**TASK GOAL**
Reproduce each of the following rows verbatim, without altering any character.

**DATASET RECORDS**
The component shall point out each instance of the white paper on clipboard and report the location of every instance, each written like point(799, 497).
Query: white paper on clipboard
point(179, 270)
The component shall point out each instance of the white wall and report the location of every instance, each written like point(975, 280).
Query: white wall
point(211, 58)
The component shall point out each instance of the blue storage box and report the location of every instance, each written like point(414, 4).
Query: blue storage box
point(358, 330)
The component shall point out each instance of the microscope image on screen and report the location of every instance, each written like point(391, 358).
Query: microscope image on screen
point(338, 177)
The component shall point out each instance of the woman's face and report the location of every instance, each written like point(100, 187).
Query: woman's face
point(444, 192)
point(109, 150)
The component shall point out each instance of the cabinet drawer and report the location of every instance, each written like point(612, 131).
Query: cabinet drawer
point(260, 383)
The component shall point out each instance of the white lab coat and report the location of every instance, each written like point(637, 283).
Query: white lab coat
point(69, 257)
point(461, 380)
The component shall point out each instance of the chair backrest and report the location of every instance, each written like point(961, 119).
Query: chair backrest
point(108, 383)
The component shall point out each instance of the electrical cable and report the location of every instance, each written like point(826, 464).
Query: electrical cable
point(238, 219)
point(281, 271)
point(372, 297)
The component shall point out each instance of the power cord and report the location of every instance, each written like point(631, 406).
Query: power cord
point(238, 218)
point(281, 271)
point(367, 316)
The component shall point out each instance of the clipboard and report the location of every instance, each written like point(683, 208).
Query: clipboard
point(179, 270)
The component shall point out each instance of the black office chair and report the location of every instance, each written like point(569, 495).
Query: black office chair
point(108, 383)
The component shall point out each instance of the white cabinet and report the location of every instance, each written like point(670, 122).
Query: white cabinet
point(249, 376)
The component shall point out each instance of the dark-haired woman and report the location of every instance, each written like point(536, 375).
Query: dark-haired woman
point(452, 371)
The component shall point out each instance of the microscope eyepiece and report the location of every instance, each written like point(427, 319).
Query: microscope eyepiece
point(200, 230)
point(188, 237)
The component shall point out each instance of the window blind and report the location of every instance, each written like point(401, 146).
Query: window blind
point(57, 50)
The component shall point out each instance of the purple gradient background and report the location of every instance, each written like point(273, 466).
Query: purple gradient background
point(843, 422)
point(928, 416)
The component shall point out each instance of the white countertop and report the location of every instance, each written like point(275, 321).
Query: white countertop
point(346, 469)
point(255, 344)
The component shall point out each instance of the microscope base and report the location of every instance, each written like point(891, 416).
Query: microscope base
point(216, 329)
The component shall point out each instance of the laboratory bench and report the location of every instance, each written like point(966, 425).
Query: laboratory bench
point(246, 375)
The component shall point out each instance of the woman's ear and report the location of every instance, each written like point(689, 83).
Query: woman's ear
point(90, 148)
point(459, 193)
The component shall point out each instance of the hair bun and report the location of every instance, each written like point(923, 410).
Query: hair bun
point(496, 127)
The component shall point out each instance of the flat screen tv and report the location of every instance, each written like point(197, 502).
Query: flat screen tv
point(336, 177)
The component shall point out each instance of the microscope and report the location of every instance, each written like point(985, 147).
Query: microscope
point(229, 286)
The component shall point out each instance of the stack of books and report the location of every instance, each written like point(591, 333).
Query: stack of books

**OUTPUT**
The component shall point out each instance of the white paper on clipboard and report the location of every instance, each written like point(799, 497).
Query: white paper on clipboard
point(179, 270)
The component shall point out each instance of the white wall and report the location of every instance, each written like point(975, 280).
Query: white wall
point(211, 58)
The component shall point out each instance of the blue storage box and report the location of every instance, each written like point(414, 4).
Query: blue storage box
point(358, 330)
The component shall point out each instance of the microscope image on screen and report the location of every instance, each written like point(391, 358).
Query: microscope image on screen
point(338, 177)
The component shall point out each instance of the woman's face and report the location of every instance, each written like point(100, 187).
Query: woman's face
point(444, 192)
point(109, 150)
The component shall point out each instance of the cabinet drawer and report the location of every instance, each written like point(612, 131).
Query: cabinet drawer
point(260, 383)
The component shall point out each instance of the white lab coat and report the location of every instance, each written like point(637, 283).
Query: white lab coat
point(69, 257)
point(461, 380)
The component shall point out each instance of the chair backrest and report the location of every instance, each written like point(961, 119).
Query: chair backrest
point(108, 383)
The component shall point out each instance of the electrical cable and report the location of every instance, each written like point(826, 464).
Query: electrical cable
point(238, 219)
point(281, 271)
point(372, 297)
The component shall point out each instance of the power cord and report the location of every instance, each written like point(631, 406).
Query: power cord
point(238, 218)
point(281, 271)
point(367, 316)
The component shall point out each instance of the clipboard and report the location of every instance, each written like point(683, 208).
Query: clipboard
point(179, 270)
The component shall point out each instance of the black office chair and report the location of every instance, each written like point(569, 495).
Query: black office chair
point(108, 383)
The component shall point out each instance of the white cabinet and report the location of every instance, each written like point(670, 122).
Query: white cabinet
point(249, 376)
The component shall point out each instance of the dark-haired woman and report the location of every instance, each written like point(536, 375).
Query: dark-haired woman
point(452, 371)
The component shall point out each instance of the microscope eyepiece and report the location of every instance, each written like point(427, 319).
Query: microscope eyepiece
point(200, 230)
point(188, 237)
The component shall point out each instance of the window blind and report the location of every instance, each written like point(401, 146).
Query: window blind
point(57, 50)
The component shall point out each instance of the purple gradient background and report the location of every instance, each written like point(273, 466).
Query: purple gradient background
point(843, 422)
point(928, 416)
The component shall point out each instance of the white countertop and report the location of every instance, each written like point(275, 321).
Query: white countertop
point(346, 469)
point(255, 344)
The component shall point out each instance of the microscope base and report the location of every instance, each written like point(891, 416).
Query: microscope base
point(216, 329)
The component shall point out each instance of the laboratory bench and report the location of every instance, each written like point(966, 425).
Query: laboratory bench
point(246, 375)
The component shall point out each instance of the woman's ear and report the location of every instance, each written like point(689, 83).
Query: woman's ear
point(90, 148)
point(459, 193)
The component shall point out each instance of the hair bun and report the location of every instance, each written like point(923, 410).
Query: hair bun
point(496, 127)
The component shall point out each instance of the flat screen tv and report the location of every instance, each written like point(197, 502).
Query: flat screen tv
point(336, 177)
The component shall point out each instance of the microscope and report the location of every instance, each written like point(985, 147).
Query: microscope
point(229, 286)
The component shall point out each instance of the stack of books and report the location of every instance, each written like point(591, 333).
Query: stack of books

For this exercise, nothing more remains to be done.